Image-grounded pointing data:
=== Section Start ===

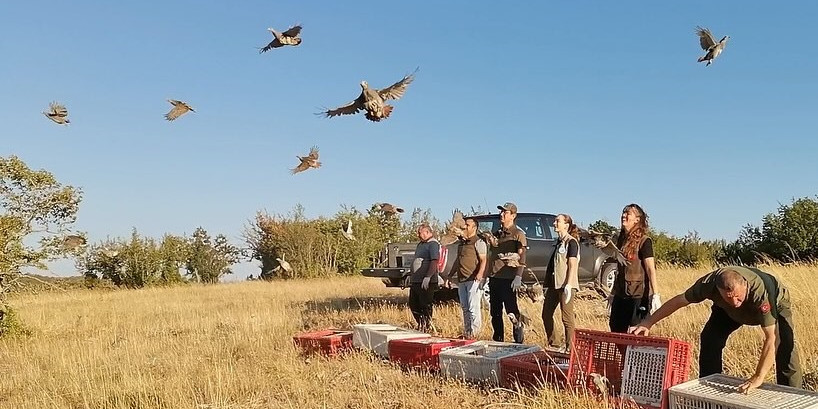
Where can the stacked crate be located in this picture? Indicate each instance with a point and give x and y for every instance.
(721, 392)
(541, 368)
(376, 337)
(421, 353)
(328, 342)
(635, 368)
(480, 361)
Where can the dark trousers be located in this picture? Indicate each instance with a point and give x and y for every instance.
(501, 294)
(553, 298)
(720, 326)
(420, 303)
(627, 312)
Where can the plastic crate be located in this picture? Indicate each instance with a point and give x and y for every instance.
(720, 392)
(422, 352)
(480, 361)
(535, 370)
(329, 342)
(376, 337)
(638, 368)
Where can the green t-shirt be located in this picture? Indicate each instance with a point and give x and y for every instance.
(756, 308)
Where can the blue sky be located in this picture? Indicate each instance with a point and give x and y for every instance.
(559, 107)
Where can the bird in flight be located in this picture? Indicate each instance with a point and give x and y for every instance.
(373, 101)
(388, 208)
(307, 162)
(289, 37)
(57, 113)
(179, 108)
(709, 44)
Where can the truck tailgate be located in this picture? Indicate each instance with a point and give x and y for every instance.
(384, 272)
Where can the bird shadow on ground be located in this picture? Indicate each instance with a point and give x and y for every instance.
(342, 312)
(355, 303)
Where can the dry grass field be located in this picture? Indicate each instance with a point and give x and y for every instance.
(229, 346)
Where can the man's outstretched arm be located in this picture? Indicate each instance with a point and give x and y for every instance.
(666, 309)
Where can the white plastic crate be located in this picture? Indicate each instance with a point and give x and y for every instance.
(376, 337)
(644, 374)
(479, 361)
(721, 392)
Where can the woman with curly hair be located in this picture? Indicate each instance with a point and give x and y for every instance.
(634, 294)
(562, 281)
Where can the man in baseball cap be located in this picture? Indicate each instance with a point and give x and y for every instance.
(506, 279)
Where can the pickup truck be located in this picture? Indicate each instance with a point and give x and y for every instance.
(595, 267)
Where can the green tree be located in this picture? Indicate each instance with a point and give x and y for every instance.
(790, 234)
(603, 227)
(209, 258)
(37, 211)
(135, 262)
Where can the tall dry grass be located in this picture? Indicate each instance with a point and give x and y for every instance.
(229, 346)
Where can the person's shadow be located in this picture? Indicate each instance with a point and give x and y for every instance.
(355, 303)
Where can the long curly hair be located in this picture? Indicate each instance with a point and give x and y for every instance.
(631, 239)
(573, 230)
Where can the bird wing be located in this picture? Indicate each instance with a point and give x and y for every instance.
(351, 108)
(176, 112)
(293, 31)
(313, 153)
(58, 109)
(396, 90)
(304, 165)
(272, 44)
(706, 39)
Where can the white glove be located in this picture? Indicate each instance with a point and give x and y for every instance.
(567, 292)
(655, 303)
(517, 283)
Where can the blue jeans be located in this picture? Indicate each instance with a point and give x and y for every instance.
(470, 296)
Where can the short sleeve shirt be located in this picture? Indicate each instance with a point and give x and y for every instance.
(481, 247)
(426, 253)
(756, 308)
(508, 241)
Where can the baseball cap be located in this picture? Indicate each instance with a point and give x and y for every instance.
(511, 207)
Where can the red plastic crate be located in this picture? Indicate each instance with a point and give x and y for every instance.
(535, 370)
(329, 342)
(603, 353)
(422, 352)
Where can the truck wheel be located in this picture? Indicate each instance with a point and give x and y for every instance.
(607, 276)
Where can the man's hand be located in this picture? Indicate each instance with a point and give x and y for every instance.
(517, 283)
(750, 384)
(655, 303)
(566, 294)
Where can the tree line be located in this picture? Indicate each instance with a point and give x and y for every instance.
(38, 211)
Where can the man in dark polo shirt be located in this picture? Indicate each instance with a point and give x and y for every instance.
(741, 296)
(424, 278)
(506, 280)
(469, 270)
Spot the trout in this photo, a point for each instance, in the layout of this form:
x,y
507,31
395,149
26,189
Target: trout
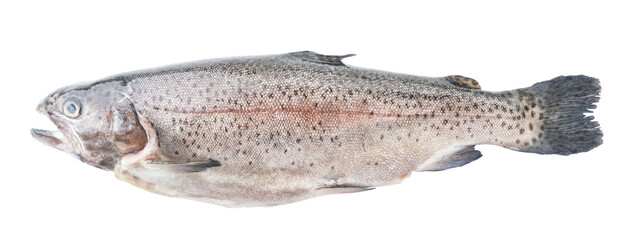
x,y
275,129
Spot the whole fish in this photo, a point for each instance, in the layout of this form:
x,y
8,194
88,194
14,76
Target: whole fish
x,y
268,130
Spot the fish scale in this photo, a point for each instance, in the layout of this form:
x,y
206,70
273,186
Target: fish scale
x,y
275,129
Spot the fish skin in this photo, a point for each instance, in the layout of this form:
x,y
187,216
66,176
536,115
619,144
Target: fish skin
x,y
276,129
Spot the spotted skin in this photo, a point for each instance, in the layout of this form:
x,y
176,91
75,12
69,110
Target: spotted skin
x,y
276,129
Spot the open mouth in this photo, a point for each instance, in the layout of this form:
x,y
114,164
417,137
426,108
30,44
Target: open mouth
x,y
51,138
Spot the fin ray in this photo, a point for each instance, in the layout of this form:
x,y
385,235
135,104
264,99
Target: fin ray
x,y
334,60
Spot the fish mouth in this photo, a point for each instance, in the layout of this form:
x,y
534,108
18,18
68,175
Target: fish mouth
x,y
52,138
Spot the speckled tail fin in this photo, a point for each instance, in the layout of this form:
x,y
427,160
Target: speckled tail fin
x,y
564,126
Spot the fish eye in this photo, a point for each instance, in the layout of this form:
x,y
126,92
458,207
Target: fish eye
x,y
71,108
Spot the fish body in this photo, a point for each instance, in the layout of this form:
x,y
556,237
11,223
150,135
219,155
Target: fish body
x,y
269,130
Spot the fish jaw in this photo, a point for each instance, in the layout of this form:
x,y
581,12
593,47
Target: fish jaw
x,y
54,139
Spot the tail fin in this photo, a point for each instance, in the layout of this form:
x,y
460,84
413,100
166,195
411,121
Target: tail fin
x,y
564,101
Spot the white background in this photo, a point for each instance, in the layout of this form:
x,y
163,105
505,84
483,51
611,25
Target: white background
x,y
47,194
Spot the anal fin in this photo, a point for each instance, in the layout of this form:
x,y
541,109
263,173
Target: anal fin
x,y
457,158
336,189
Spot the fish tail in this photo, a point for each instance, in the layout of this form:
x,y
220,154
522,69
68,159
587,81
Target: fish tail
x,y
563,126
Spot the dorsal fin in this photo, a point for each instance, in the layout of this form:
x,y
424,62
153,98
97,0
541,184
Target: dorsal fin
x,y
465,82
335,60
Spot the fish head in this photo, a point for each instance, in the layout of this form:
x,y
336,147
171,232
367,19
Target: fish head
x,y
96,123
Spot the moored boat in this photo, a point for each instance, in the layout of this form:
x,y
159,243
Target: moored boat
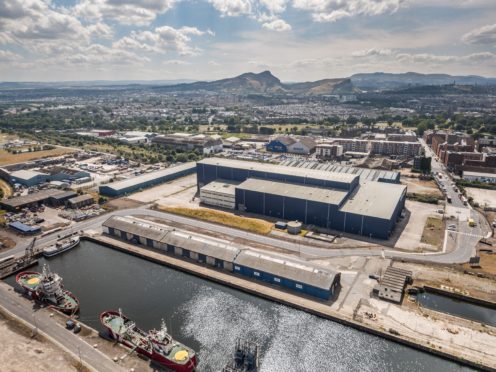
x,y
61,246
47,287
157,345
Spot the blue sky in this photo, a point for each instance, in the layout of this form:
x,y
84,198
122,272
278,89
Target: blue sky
x,y
298,40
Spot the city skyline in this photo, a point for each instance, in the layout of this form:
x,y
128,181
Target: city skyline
x,y
205,40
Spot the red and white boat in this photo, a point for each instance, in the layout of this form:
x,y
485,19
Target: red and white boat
x,y
157,345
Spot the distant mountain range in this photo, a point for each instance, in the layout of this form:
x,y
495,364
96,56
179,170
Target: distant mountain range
x,y
268,84
264,83
388,81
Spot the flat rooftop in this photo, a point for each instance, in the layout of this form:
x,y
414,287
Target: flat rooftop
x,y
364,173
31,198
148,177
374,199
25,174
279,169
221,186
317,194
297,270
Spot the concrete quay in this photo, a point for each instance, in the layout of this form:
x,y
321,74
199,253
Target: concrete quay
x,y
393,326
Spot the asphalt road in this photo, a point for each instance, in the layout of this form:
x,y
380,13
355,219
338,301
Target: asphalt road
x,y
16,304
464,244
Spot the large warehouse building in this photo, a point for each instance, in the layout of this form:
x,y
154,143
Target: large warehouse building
x,y
146,180
337,201
291,273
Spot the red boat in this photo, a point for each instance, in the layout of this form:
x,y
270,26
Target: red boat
x,y
156,345
47,287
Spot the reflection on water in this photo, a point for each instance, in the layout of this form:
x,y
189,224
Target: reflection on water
x,y
209,317
456,307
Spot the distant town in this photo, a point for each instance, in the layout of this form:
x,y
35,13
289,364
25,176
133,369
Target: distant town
x,y
369,205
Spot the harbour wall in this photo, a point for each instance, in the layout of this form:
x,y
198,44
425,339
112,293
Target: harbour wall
x,y
312,306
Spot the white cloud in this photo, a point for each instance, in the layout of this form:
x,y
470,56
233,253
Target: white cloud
x,y
274,6
162,40
129,12
232,8
278,25
485,35
38,20
371,52
332,10
8,56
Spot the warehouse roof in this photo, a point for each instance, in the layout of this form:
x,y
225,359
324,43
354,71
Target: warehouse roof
x,y
297,270
278,169
202,244
318,194
80,198
147,177
136,226
374,199
26,174
64,195
31,198
221,186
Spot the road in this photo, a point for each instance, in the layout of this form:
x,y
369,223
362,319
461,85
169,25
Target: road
x,y
18,305
465,237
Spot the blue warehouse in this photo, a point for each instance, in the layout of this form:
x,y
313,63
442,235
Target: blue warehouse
x,y
146,180
279,270
330,200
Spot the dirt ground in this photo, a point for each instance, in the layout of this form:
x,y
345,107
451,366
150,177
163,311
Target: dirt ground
x,y
482,196
7,242
5,187
451,277
166,193
22,353
8,158
410,237
122,203
421,187
433,233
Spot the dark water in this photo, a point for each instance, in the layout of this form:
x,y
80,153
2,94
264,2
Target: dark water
x,y
210,317
456,307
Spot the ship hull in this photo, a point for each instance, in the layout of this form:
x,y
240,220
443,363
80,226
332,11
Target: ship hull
x,y
55,252
188,367
32,293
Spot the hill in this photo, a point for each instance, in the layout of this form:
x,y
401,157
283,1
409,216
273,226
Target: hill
x,y
264,83
389,81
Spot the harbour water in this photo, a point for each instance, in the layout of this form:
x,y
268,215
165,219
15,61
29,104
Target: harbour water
x,y
456,307
209,317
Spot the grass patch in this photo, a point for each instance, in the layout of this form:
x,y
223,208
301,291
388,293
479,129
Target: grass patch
x,y
433,233
8,158
223,218
424,198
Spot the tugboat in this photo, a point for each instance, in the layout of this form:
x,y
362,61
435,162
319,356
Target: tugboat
x,y
157,345
47,287
61,246
245,358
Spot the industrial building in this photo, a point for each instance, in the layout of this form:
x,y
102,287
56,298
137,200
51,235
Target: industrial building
x,y
211,169
30,200
335,201
206,145
293,274
80,201
24,229
295,145
61,199
219,193
365,174
35,177
144,181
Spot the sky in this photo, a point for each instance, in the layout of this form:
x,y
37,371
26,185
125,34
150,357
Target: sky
x,y
297,40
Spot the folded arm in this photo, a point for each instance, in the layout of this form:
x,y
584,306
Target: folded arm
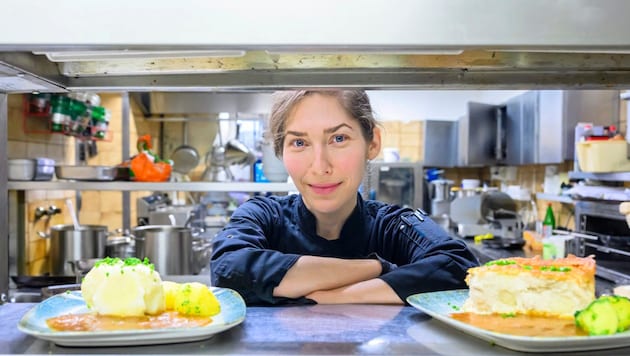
x,y
313,273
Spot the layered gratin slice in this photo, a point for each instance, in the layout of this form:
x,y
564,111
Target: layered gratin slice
x,y
531,286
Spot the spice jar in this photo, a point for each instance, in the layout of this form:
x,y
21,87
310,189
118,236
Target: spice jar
x,y
39,103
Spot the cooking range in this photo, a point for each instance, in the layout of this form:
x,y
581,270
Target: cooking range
x,y
611,246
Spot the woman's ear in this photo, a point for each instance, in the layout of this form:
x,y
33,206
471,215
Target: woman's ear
x,y
374,147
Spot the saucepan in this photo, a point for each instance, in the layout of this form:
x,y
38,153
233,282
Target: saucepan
x,y
173,250
68,244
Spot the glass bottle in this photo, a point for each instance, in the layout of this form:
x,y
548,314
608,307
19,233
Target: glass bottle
x,y
549,222
100,118
60,112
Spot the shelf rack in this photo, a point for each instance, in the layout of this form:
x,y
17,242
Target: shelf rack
x,y
143,186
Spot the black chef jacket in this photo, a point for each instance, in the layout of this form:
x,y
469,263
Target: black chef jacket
x,y
266,236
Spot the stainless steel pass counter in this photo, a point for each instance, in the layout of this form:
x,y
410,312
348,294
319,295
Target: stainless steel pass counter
x,y
314,329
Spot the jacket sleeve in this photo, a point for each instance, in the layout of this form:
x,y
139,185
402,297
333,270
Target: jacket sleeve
x,y
428,258
241,258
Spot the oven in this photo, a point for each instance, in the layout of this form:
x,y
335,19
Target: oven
x,y
611,247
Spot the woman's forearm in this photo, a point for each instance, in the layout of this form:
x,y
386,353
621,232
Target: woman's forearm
x,y
373,291
312,273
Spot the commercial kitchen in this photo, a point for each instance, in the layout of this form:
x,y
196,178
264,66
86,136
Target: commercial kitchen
x,y
490,111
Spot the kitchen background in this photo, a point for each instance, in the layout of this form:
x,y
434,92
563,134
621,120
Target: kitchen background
x,y
402,114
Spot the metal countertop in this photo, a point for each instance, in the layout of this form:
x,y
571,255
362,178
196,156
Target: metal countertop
x,y
314,329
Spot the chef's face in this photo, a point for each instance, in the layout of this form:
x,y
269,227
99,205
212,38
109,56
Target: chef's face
x,y
325,153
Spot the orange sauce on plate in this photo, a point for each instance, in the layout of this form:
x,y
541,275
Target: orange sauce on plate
x,y
95,322
522,325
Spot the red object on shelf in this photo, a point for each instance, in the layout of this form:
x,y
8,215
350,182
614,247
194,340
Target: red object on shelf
x,y
597,138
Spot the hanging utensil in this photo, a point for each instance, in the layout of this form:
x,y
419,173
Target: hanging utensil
x,y
185,157
73,215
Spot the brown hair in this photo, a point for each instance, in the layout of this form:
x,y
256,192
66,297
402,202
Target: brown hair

=== Section End ===

WHAT IS REQUIRED - Lines above that have "brown": copy each of them.

REPLY -
Spot the brown hair in this photo, a point for each instance, in the layout of this form:
Target: brown hair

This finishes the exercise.